**What is asked**
Copy each of the entries below word for word, but leave the pictures out of your answer.

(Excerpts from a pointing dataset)
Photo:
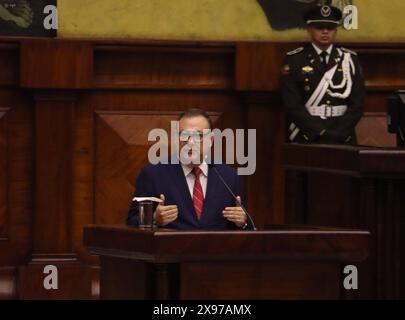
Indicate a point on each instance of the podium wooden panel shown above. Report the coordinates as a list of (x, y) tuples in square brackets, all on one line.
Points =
[(357, 187), (280, 263)]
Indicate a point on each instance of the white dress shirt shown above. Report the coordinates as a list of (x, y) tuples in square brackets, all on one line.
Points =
[(328, 51), (190, 178)]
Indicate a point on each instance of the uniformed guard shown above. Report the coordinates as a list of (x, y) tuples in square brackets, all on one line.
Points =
[(323, 85)]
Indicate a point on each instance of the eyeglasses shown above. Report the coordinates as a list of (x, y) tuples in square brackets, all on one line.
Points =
[(195, 135)]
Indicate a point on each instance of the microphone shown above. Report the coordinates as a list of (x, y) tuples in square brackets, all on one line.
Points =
[(233, 195)]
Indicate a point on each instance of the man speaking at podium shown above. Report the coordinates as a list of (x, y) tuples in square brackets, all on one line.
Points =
[(195, 195), (323, 85)]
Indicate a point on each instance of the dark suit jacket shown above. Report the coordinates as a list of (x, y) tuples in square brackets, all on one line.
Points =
[(298, 86), (169, 179)]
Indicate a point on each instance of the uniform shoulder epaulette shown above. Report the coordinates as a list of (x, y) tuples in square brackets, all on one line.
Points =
[(298, 50), (348, 51)]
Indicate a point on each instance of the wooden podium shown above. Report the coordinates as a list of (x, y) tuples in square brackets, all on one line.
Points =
[(284, 262), (356, 187)]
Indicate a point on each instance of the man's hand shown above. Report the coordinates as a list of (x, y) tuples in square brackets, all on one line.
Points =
[(21, 13), (236, 214), (165, 214)]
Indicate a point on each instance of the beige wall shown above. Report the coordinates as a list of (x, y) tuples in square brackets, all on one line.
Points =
[(379, 20)]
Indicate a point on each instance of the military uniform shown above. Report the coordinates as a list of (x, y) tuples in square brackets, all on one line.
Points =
[(303, 74), (322, 96)]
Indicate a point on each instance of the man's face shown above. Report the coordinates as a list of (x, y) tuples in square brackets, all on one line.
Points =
[(195, 139), (322, 37)]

**Response**
Photo:
Indicate a point on each instance of the podium wooden panel shown above. Report the coordinates as a list of (x, y) tuples in square brackets, all on one line.
Points =
[(357, 187), (280, 263)]
Indicate a point on each instance of the white dress shirt shown above. Report the coordinates as a list of (x, y) tuples in square brackets, all on one line.
Points =
[(328, 51), (190, 178)]
Indicate a point on each instance of the uniformed guard shown above. Report the coordinates as a list of (x, y) tuples in square brackets, all on one line.
Points =
[(323, 85)]
Indicate a point on each instance of the eyeglasses shown above. Report the coordinates as a list of (x, y) tuples in square brackets, all on one line.
Points =
[(195, 135)]
Indicate a point on each instance of the microphone shown above. Report the coordinates as a list of (x, y) tuples in square brackets, all on one line.
Points =
[(233, 195)]
Indicate a point on each instance of the man speaking at podium shown above. Report the coordinates as a list of (x, y) tuples in square brackets, all on one line.
Points =
[(195, 195), (323, 85)]
Indicate a point on each instance of the dark suit jacket shown above. Report the coordinates as a list of (x, y) tuples in square brackets, all on one line.
Points =
[(298, 86), (169, 179)]
Indicate a point on each instance of the uniform shoulder epaulette shown above. Report the coordinates as a list of (x, y) tuples in square brackets, all on one line.
Points =
[(298, 50), (348, 51)]
Indicate a point on each instance of the wooden podium shown above. Report the coordinates as a list of (x, y) tuples in square brackets, all on one line.
Points =
[(284, 262), (356, 187)]
Indicate a point on each instance of the man's hand shown above. Report the coordinates as a list of (x, y) tuples in square brackets, all on one line.
Points =
[(21, 13), (236, 214), (165, 214)]
Indicate a point on each instance of the beige wall shown above. Report the coordinates as a list of (x, y) tuples in square brackets, all on one line.
Points =
[(379, 20)]
Indicate a point on each instance of the military uniform shown above. Report the coordinates as a list of (x, y) tuples in square brackets, all on one line.
Points =
[(303, 74), (322, 96)]
Indicate a point on each instance of the man's face shown above. Report the coordinates as a list of (x, y) tuples in square brackets, all on one line.
Points =
[(195, 139), (322, 37)]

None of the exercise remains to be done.